• Recorded information:
----

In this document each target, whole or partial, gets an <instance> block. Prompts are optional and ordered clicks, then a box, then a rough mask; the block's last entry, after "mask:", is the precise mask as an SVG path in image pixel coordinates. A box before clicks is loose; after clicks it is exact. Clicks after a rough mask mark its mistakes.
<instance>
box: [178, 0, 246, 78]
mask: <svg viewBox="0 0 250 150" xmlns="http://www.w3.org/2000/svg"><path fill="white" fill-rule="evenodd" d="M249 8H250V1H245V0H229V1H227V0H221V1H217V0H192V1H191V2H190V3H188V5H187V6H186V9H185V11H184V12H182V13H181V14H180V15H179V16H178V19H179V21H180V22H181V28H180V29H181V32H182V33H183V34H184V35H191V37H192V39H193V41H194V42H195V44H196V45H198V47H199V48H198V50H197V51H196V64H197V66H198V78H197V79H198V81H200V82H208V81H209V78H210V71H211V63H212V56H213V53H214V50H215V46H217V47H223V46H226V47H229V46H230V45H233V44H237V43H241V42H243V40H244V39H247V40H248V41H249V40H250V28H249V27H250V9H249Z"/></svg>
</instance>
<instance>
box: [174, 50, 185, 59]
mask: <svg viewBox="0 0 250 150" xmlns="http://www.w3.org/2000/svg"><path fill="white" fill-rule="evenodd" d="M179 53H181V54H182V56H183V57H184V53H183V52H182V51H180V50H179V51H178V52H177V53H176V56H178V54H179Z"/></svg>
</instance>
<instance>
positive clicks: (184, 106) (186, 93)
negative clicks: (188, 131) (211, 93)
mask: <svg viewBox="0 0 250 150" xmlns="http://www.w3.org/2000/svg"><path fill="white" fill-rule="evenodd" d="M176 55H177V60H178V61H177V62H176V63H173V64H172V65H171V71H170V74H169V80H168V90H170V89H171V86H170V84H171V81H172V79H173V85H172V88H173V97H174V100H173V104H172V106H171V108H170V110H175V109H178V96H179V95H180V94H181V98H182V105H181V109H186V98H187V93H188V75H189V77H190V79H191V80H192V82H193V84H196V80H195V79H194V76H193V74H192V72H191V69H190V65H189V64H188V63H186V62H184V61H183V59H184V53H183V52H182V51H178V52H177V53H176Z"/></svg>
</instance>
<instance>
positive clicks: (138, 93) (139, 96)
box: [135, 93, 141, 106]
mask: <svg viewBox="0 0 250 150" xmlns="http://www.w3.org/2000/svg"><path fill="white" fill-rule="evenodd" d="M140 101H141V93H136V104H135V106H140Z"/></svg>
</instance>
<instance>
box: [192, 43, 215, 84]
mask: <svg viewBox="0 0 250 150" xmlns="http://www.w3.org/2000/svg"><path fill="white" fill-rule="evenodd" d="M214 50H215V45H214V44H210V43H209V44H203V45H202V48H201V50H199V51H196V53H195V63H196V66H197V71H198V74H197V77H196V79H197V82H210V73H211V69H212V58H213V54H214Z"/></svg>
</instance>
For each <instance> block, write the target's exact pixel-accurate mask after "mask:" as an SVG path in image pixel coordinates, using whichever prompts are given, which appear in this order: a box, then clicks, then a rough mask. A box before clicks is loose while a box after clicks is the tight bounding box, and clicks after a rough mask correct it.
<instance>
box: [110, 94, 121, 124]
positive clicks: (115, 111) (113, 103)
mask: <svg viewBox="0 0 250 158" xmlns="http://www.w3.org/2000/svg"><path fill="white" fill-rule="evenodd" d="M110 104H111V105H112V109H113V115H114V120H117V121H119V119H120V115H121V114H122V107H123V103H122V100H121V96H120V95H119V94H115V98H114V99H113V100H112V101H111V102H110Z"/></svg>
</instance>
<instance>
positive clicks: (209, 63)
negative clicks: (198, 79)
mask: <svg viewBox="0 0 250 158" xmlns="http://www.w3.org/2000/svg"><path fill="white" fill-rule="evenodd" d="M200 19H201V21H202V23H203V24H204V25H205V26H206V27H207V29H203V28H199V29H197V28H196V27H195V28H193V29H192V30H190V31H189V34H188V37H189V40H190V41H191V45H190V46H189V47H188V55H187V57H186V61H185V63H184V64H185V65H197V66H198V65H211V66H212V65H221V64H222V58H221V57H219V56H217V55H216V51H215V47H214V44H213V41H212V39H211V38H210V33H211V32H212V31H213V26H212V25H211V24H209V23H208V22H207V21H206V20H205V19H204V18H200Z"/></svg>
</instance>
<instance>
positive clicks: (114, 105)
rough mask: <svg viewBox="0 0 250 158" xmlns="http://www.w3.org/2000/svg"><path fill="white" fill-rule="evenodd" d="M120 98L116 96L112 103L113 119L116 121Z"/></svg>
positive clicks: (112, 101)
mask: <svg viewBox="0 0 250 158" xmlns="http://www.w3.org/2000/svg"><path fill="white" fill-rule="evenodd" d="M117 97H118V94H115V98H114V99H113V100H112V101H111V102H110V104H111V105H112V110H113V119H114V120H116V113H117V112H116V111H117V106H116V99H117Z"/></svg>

----

• Required work: Once you have read the records above, output each of them verbatim.

• Answer to the problem:
In this document each target, whole or partial, gets an <instance> block. Prompts are optional and ordered clicks, then a box, then a rough mask; the block's last entry, after "mask:", is the precise mask as an SVG path in image pixel coordinates. A box before clicks is loose; after clicks it is exact. Clicks after a rough mask mark its mistakes.
<instance>
box: [178, 0, 246, 78]
mask: <svg viewBox="0 0 250 150" xmlns="http://www.w3.org/2000/svg"><path fill="white" fill-rule="evenodd" d="M249 8H250V1H245V0H229V1H227V0H221V1H217V0H192V1H191V2H190V3H188V5H187V6H186V9H185V11H184V12H182V13H181V14H180V15H179V16H178V19H179V21H180V22H181V28H180V29H181V32H182V33H183V34H184V35H191V37H192V39H193V41H194V42H195V44H196V45H198V47H199V48H198V50H197V51H196V64H197V66H198V78H197V79H198V81H200V82H208V81H209V78H210V71H211V63H212V56H213V53H214V50H215V46H217V47H223V46H226V47H229V46H230V45H233V44H237V43H241V42H243V40H244V39H247V40H248V41H249V40H250V28H249V27H250V9H249Z"/></svg>
</instance>
<instance>
box: [174, 50, 185, 59]
mask: <svg viewBox="0 0 250 150" xmlns="http://www.w3.org/2000/svg"><path fill="white" fill-rule="evenodd" d="M179 53H181V54H182V56H183V57H184V53H183V52H182V51H180V50H179V51H178V52H177V53H176V56H178V54H179Z"/></svg>
</instance>
<instance>
positive clicks: (184, 106) (186, 93)
negative clicks: (188, 131) (211, 93)
mask: <svg viewBox="0 0 250 150" xmlns="http://www.w3.org/2000/svg"><path fill="white" fill-rule="evenodd" d="M176 55H177V60H178V61H177V62H176V63H173V64H172V65H171V71H170V74H169V80H168V90H170V89H171V86H170V84H171V81H172V79H173V85H172V88H173V97H174V100H173V104H172V106H171V108H170V110H175V109H178V96H179V95H180V94H181V98H182V105H181V109H186V98H187V93H188V75H189V77H190V79H191V80H192V82H193V84H196V80H195V79H194V76H193V74H192V72H191V69H190V65H189V64H188V63H186V62H184V61H183V59H184V53H183V52H182V51H178V52H177V53H176Z"/></svg>
</instance>
<instance>
positive clicks: (138, 93) (139, 96)
box: [135, 93, 141, 106]
mask: <svg viewBox="0 0 250 150" xmlns="http://www.w3.org/2000/svg"><path fill="white" fill-rule="evenodd" d="M140 101H141V93H136V104H135V106H140Z"/></svg>
</instance>
<instance>
box: [192, 43, 215, 84]
mask: <svg viewBox="0 0 250 150" xmlns="http://www.w3.org/2000/svg"><path fill="white" fill-rule="evenodd" d="M214 50H215V45H214V44H210V43H209V44H203V45H202V48H201V50H199V51H196V53H195V63H196V66H197V71H198V74H197V77H196V79H197V82H210V73H211V69H212V58H213V54H214Z"/></svg>
</instance>
For each <instance> block, write the target's exact pixel-accurate mask after "mask:" as an SVG path in image pixel coordinates, using whichever prompts are given, which appear in this order: a box, then clicks, then a rough mask. A box before clicks is loose while a box after clicks is the tight bounding box, and clicks after a rough mask correct it.
<instance>
box: [110, 94, 121, 124]
positive clicks: (115, 111) (113, 103)
mask: <svg viewBox="0 0 250 158" xmlns="http://www.w3.org/2000/svg"><path fill="white" fill-rule="evenodd" d="M110 104H111V105H112V109H113V115H114V120H117V121H119V119H120V115H121V114H122V107H123V103H122V100H121V96H120V95H119V94H115V98H114V99H113V100H112V101H111V102H110Z"/></svg>
</instance>
<instance>
positive clicks: (209, 63)
negative clicks: (198, 79)
mask: <svg viewBox="0 0 250 158" xmlns="http://www.w3.org/2000/svg"><path fill="white" fill-rule="evenodd" d="M200 19H201V21H202V23H203V24H204V25H205V26H206V27H207V29H203V28H199V29H197V28H196V27H195V28H193V29H192V30H190V31H189V34H188V37H189V40H190V41H191V45H190V46H189V47H188V55H187V57H186V61H185V63H184V64H185V65H197V66H198V65H211V66H212V65H221V64H222V58H221V57H219V56H217V55H216V51H215V47H214V44H213V41H212V39H211V38H210V33H211V32H212V31H213V26H212V25H211V24H209V23H208V22H207V21H206V20H205V19H204V18H200Z"/></svg>
</instance>
<instance>
positive clicks: (114, 105)
rough mask: <svg viewBox="0 0 250 158" xmlns="http://www.w3.org/2000/svg"><path fill="white" fill-rule="evenodd" d="M120 98L116 96L112 103L113 119L116 121Z"/></svg>
positive clicks: (112, 101)
mask: <svg viewBox="0 0 250 158" xmlns="http://www.w3.org/2000/svg"><path fill="white" fill-rule="evenodd" d="M117 97H118V94H115V98H114V99H113V100H112V101H111V102H110V104H111V105H112V110H113V119H114V120H116V113H117V112H116V111H117V106H116V99H117Z"/></svg>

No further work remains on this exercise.